SUPPLIED MATERIAL:

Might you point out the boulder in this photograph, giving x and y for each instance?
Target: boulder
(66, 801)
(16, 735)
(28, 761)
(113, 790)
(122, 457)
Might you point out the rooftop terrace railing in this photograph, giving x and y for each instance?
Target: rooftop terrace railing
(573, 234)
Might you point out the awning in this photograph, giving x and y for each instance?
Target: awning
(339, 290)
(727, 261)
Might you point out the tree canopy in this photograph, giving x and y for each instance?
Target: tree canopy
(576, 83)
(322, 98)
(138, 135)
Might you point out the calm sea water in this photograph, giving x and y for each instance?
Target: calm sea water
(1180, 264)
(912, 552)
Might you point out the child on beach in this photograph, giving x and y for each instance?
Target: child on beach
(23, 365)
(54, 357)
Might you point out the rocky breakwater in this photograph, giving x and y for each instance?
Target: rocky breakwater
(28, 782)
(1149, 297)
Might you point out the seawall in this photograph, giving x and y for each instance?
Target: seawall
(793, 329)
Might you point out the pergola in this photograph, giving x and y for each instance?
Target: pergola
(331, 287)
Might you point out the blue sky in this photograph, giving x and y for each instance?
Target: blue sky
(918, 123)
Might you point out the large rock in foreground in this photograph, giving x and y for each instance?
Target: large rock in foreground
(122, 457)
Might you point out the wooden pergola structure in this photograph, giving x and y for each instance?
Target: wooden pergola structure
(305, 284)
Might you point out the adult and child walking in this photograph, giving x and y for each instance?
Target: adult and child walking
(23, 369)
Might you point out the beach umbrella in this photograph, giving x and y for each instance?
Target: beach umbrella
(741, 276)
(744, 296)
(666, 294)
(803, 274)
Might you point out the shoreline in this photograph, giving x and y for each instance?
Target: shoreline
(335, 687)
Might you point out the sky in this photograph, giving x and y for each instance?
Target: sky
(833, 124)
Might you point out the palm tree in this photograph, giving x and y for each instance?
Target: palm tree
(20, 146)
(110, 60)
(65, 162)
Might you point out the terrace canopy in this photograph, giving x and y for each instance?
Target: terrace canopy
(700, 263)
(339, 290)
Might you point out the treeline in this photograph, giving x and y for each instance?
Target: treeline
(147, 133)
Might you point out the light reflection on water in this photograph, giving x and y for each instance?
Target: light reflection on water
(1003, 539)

WHAT IS BEING ASKED:
Output all of the data again, exactly.

YOUR SOLUTION:
Might you point out the boulder in this photograph, giving x and y for each instance?
Target: boulder
(66, 801)
(16, 735)
(28, 761)
(113, 790)
(122, 457)
Might you point out the rooftop terrace railing in this photograph, giving x and y for each instance?
Target: rooftop terrace railing
(573, 234)
Might you point out the awning in this photograph, giving x and y for each instance?
Target: awning
(339, 290)
(727, 261)
Might you point out the tree canopy in this photograph, giving x and y for each instance?
Target: tree canopy
(576, 83)
(322, 98)
(138, 135)
Might you point out the calm sea water in this photograph, giving x and y for each instance?
Target: calm sea water
(1180, 264)
(912, 552)
Might you point out the child on beach in this photograph, giving x and y for each instance?
Target: child on beach
(23, 365)
(54, 357)
Might you point out the rocky breakwater in this photograph, giving x and y for each instance?
Target: rocky breakwater
(28, 782)
(1149, 297)
Might you point out the seawall in this photograph, giving x and y for each instance?
Target: seawall
(793, 329)
Might you point out the pergola in this photograph, giving x and y for each instance?
Target: pergola
(331, 287)
Might you point out the blue sky in this photograph, giving x and y for each instance?
Target: blue sky
(918, 123)
Might you point out the large rock in foreground in this photograph, giving x and y for each instance?
Target: large rock in foreground
(122, 457)
Might you point out the wooden pergola structure in this photograph, giving x and y for each instance?
Target: wooden pergola structure
(305, 284)
Might you point out the adult and child walking in this photograph, giving x and y for each instance?
Target: adult and child walking
(23, 369)
Might you point out the beach umbrella in this photograph, giving x and y for each instance?
Target: beach umbrella
(741, 276)
(744, 296)
(666, 294)
(803, 274)
Might you point out the shoreline in this photograph, giving x and y for each instance?
Target: shoreline
(335, 687)
Might you point out the sky in this photograph, giving x and y for each instance?
Target: sky
(833, 124)
Might you point out the palm tree in this photograph, giving x and y for each instance?
Target: palm tree
(20, 146)
(110, 60)
(65, 162)
Might you point out the terrace canopy in this photograph, giving x and y for each instance?
Target: terrace canopy
(700, 263)
(339, 290)
Might you point out the treeline in this photograph, giving x and y for each instance?
Target: treeline
(147, 133)
Might you point out the light reflection on water in this photograph, giving x and y for each instance?
Target: light reflection on water
(1003, 539)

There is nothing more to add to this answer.